===== Rows =====
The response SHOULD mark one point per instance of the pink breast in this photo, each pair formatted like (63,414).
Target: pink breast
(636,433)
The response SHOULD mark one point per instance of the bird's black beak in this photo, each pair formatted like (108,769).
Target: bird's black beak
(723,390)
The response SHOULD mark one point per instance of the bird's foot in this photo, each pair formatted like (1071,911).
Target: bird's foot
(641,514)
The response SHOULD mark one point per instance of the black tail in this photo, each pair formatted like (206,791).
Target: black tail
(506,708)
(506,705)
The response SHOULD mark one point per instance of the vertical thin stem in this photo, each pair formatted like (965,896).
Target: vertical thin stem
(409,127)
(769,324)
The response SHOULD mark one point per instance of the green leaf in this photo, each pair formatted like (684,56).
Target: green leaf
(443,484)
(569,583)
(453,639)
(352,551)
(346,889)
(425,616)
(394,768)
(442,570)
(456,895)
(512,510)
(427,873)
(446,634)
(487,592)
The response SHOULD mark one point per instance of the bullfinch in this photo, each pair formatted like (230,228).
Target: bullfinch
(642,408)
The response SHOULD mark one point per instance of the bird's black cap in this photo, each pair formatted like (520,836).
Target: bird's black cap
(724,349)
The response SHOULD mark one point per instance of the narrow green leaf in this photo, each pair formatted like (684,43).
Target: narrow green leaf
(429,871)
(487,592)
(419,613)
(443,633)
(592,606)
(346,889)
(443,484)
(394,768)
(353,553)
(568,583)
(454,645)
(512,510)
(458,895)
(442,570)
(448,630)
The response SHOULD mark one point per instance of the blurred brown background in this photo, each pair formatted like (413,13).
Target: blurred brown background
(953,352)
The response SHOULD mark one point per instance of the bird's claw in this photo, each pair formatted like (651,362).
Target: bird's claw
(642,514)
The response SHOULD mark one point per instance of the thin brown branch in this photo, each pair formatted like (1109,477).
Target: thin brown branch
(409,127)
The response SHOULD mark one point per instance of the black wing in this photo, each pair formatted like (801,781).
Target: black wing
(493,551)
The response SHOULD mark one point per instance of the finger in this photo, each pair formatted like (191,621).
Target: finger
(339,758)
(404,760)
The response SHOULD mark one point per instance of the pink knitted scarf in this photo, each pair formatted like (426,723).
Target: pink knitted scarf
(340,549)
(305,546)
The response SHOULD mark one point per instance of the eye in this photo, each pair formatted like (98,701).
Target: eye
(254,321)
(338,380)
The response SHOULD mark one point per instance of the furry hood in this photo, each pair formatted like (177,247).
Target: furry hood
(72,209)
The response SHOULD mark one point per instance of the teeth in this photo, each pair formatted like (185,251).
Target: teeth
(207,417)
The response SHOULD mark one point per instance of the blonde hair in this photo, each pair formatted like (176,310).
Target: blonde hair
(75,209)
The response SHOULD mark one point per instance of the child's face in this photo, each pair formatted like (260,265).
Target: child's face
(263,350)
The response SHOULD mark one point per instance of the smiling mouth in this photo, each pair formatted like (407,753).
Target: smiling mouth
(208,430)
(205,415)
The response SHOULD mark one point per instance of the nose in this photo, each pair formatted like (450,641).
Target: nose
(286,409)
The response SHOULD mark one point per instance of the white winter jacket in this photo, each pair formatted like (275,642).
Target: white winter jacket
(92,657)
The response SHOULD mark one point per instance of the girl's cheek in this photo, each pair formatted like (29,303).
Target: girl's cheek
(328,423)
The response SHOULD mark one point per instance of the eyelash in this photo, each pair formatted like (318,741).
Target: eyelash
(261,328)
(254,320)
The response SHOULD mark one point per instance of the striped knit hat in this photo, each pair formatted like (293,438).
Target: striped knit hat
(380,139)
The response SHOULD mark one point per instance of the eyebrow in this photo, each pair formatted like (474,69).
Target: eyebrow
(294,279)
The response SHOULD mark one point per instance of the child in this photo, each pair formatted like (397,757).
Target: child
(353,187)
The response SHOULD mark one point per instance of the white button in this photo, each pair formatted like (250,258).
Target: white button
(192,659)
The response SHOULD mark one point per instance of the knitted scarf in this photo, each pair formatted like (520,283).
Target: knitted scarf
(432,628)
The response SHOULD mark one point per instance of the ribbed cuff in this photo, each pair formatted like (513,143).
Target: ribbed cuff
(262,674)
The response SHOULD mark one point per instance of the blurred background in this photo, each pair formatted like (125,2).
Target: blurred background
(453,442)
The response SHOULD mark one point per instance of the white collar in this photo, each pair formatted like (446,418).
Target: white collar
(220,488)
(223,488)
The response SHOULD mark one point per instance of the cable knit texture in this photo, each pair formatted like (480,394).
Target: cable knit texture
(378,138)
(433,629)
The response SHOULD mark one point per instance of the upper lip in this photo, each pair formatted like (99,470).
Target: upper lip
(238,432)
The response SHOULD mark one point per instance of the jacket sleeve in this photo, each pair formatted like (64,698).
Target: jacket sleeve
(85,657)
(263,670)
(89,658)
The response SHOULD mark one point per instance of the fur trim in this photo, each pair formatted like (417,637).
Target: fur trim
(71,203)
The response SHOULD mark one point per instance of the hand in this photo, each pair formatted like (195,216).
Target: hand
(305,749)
=====
● **What to produce**
Reproduce each record exactly as it appears.

● **Result below**
The response SHOULD mark one point per instance of the pink breast in this photo, each pair formatted like (63,414).
Target: pink breast
(636,433)
The response SHOULD mark one point per instance of the bird's black beak in this photo, each pair formatted like (108,769).
Target: bird's black beak
(723,390)
The response SHOULD mark one point per instance of the bird's foot in this photo, each pair formatted like (1071,911).
Target: bird's foot
(641,514)
The response SHOULD mark one point per instance of the black tail in this photo, each pair formatted like (206,791).
Target: black tail
(506,708)
(506,705)
The response SHOULD mark one point per instance of the vertical thin stem in this photo, each pair formatted like (965,896).
Target: vertical thin stem
(409,127)
(769,324)
The response SHOULD mark one point per instance of the green leaf in this photo, each pair formatted like (684,56).
Target: green leaf
(443,484)
(569,583)
(453,639)
(352,551)
(346,889)
(425,616)
(394,768)
(442,570)
(456,895)
(512,510)
(427,873)
(446,634)
(487,592)
The response SHOULD mark one point per instance of the bullfinch in this photo, each pair formatted like (230,228).
Target: bullfinch
(642,408)
The response SHOULD mark one point per instance of the bird's black cap in this photo, each pair formatted like (520,836).
Target: bird's black cap
(724,349)
The response SHOULD mark one point per instance of the narrow green leaf in this photo, each pair formatted like (684,43).
Target: narrow green leaf
(429,871)
(487,592)
(419,613)
(443,633)
(592,606)
(346,889)
(443,484)
(394,768)
(353,553)
(568,583)
(454,645)
(512,510)
(458,895)
(442,570)
(448,630)
The response SHOULD mark one point per instance of the blurred brown background in this photo, each pair formatted like (413,13).
Target: blurred brown background
(953,352)
The response SHOULD mark one point per instance of the bird's claw in this photo, each pair formatted like (651,362).
Target: bird's claw
(642,514)
The response SHOULD mark one point per instance of the thin brown branch in this photo, each pair formatted like (1109,477).
Target: thin brown branch
(409,127)
The response SHOULD mark one point per instance of the black wing in this photo, each pair formatted like (801,781).
Target: black wing
(493,551)
The response SHOULD mark one point per instance of the finger in this photo, each pair formatted like (191,621).
Target: finger
(339,758)
(404,760)
The response SHOULD mark one point per instance of the pink knitted scarf in this photo, each pair formatted like (426,723).
Target: pink knitted scarf
(340,549)
(305,546)
The response SHOULD mark one point per instance of the eye in this photo, each pair formatted like (98,701).
Target: eye
(254,321)
(338,380)
The response SHOULD mark one point per instance of the furry hood in this photo, each pair formatted like (177,247).
Target: furry hood
(72,209)
The response SHOULD mark one point per instance of the teeth in this photo, each pair formatted like (185,251).
Target: teeth
(207,417)
The response SHOULD mark one point per instance of the blonde hair in this photo, each pair formatted like (176,310).
Target: blonde hair
(75,209)
The response SHOULD mark one point per instance of the child's face in this photo, each pair formatted like (260,265).
Target: child's face
(263,350)
The response SHOULD mark one point per instance of the smiling mouth in this photo, each pair formatted like (407,753).
Target: smiling mouth
(208,430)
(205,415)
The response SHOULD mark one point per instance of the nose in this photo, each pair formatted like (450,641).
Target: nose
(286,409)
The response SHOULD mark one point per instance of the white winter jacket in this photo, each pair formatted like (275,642).
Target: white winter jacket
(92,657)
The response SHOULD mark one point per instance of the girl's cheek in this photo, each pair formatted like (29,303).
Target: girl's cheek
(328,423)
The response SHOULD mark one point per instance of the eyelash in this photo, each pair formatted like (318,741).
Target: eyelash
(261,328)
(254,320)
The response SHOULD mark one point per instance of the striped knit hat in this photo, each pair formatted like (293,438).
Target: striped knit hat
(380,139)
The response SHOULD mark one point per instance of the eyebrow in this photo, each pair formatted like (474,69).
Target: eyebrow
(294,279)
The response SHOULD mark one point per instance of the child in this photo, each pair formatted like (397,757).
Target: child
(353,187)
The response SHOULD mark one point per instance of the white button in this photo, each pair formatted like (250,258).
Target: white button
(192,659)
The response SHOULD mark one point per instance of the knitted scarf in this photo, each pair formatted like (520,283).
Target: knitted scarf
(432,628)
The response SHOULD mark one point per instance of the ribbed cuff in this photo, each pair formatted like (513,143).
Target: ribbed cuff
(262,674)
The response SHOULD mark one point per instance of the blurred background in this photo, each pair formatted like (125,2).
Target: blurred background
(453,442)
The response SHOULD mark one point per instance of the white collar in this photo, each pair formatted like (446,418).
Target: white collar
(220,488)
(223,488)
The response SHOULD mark one point per instance of the cable knit texture in this photo, each pair formatted like (480,394).
Target: cable knit texture
(378,138)
(433,629)
The response SHOULD mark one point per instance of the upper lip in this photo, each pair formatted like (99,470).
Target: upper lip
(238,432)
The response SHOULD mark one point per instance of the jacket sleeve in this photo, each pair formatted like (64,698).
Target: jacket sleeve
(85,657)
(263,670)
(89,658)
The response SHOULD mark one point per instance of the fur trim in this photo, each pair formatted like (417,637).
Target: fur trim
(71,203)
The response SHOULD mark one point per instance of the hand in this photo, each pair formatted like (195,216).
Target: hand
(305,749)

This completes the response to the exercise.